*STORED DATA*.
(begin)

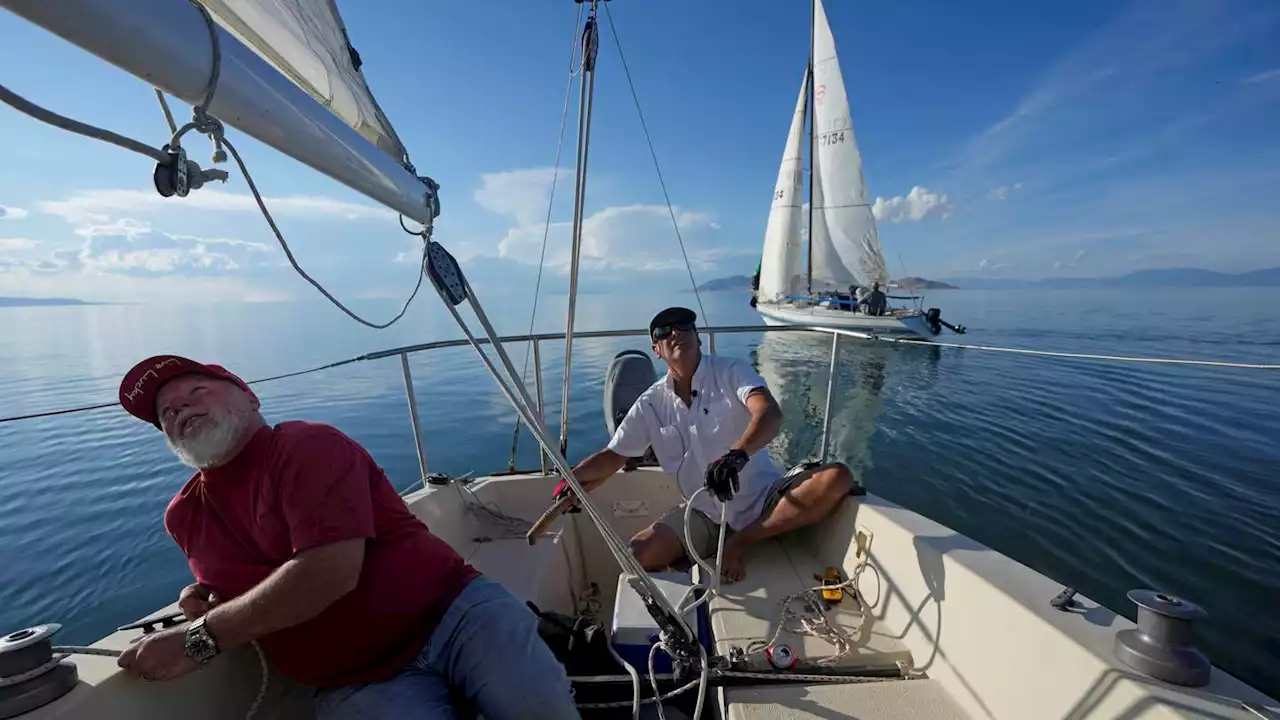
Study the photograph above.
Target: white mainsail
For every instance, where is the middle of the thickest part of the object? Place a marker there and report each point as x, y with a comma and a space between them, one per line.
306, 41
781, 273
846, 246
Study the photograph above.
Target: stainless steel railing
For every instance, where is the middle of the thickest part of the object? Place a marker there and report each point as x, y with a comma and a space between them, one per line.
538, 338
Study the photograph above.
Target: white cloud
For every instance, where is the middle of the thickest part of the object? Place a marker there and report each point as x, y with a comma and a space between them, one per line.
914, 206
12, 213
632, 237
95, 205
1274, 73
618, 237
1004, 191
520, 194
132, 247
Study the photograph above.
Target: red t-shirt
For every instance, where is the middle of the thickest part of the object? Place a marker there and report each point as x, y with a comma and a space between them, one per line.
304, 484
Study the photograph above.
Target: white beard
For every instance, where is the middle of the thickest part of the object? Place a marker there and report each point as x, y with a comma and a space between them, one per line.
214, 442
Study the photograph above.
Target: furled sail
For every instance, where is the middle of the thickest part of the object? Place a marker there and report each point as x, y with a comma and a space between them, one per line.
781, 273
846, 247
306, 41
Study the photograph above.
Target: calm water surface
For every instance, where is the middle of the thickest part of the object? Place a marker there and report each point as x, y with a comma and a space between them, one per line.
1104, 477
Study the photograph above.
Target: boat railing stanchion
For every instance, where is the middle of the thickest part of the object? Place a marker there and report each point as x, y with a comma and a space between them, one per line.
414, 418
538, 391
831, 395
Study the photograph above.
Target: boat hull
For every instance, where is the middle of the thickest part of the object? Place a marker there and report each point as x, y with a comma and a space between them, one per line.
905, 324
976, 621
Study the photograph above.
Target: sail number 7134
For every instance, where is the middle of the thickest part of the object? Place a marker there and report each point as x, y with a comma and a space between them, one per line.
831, 137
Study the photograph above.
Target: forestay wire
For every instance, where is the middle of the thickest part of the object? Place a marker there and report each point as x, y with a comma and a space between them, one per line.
657, 168
547, 224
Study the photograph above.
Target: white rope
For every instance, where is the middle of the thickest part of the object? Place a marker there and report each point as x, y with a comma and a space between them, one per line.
62, 652
809, 677
1054, 354
635, 680
492, 513
817, 623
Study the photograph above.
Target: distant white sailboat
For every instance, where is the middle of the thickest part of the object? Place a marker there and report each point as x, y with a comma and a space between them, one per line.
844, 247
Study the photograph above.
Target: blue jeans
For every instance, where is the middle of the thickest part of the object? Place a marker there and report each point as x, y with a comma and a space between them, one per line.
485, 656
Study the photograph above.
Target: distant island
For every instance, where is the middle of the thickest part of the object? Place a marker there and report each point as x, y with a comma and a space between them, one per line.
1170, 277
920, 283
732, 282
40, 301
744, 282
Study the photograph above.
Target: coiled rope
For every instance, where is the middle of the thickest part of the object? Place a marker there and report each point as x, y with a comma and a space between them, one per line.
63, 652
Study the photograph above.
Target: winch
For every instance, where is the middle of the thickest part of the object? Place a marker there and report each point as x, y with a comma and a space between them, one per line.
31, 675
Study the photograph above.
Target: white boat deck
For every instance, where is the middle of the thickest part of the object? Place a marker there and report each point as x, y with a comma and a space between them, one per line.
748, 611
912, 700
973, 623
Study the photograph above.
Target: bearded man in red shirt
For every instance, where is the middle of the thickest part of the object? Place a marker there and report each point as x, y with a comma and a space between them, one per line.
298, 542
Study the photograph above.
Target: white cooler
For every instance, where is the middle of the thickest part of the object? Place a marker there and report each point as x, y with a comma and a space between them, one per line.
634, 630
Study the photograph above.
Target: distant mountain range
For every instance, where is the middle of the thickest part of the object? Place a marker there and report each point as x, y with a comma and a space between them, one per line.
40, 301
1171, 277
732, 282
744, 282
920, 283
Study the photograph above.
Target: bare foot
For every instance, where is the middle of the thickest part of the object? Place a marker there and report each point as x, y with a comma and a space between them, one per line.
734, 564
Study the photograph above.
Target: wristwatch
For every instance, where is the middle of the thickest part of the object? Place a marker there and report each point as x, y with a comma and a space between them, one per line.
200, 645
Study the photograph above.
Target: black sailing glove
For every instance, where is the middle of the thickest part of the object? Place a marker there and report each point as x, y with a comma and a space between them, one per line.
722, 474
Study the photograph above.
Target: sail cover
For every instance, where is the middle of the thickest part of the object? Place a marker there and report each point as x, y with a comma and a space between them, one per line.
306, 41
781, 274
846, 246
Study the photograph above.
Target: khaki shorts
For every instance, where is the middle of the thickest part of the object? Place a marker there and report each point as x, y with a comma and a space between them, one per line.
704, 532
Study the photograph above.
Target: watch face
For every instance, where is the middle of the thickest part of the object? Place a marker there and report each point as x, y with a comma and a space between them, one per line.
199, 646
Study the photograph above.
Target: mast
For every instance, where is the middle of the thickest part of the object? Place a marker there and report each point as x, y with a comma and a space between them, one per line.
813, 130
586, 92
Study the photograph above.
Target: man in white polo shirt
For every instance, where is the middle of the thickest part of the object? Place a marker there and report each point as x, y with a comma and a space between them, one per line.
708, 422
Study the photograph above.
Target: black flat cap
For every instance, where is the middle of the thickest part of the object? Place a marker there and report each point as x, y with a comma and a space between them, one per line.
672, 317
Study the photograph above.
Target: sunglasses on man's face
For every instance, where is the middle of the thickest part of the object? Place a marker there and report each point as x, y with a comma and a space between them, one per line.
663, 332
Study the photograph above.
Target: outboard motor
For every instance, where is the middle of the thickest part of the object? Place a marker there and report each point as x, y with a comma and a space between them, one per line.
629, 376
933, 317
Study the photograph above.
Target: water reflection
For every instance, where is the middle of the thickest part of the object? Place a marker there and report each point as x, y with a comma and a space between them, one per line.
796, 368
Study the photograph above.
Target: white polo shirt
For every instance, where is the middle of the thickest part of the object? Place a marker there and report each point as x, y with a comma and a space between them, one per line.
686, 440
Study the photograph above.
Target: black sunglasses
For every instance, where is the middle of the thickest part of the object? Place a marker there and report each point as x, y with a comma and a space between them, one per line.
663, 332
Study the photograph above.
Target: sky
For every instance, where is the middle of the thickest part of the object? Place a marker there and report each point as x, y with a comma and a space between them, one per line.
999, 140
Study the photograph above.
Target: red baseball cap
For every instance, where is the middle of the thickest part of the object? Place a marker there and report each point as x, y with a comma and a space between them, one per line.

(end)

*WORK TO COMPLETE*. List each line of the items above that includes the word "sunglasses".

*PROBLEM SOLUTION*.
Target: sunglasses on man's face
Target: black sunglasses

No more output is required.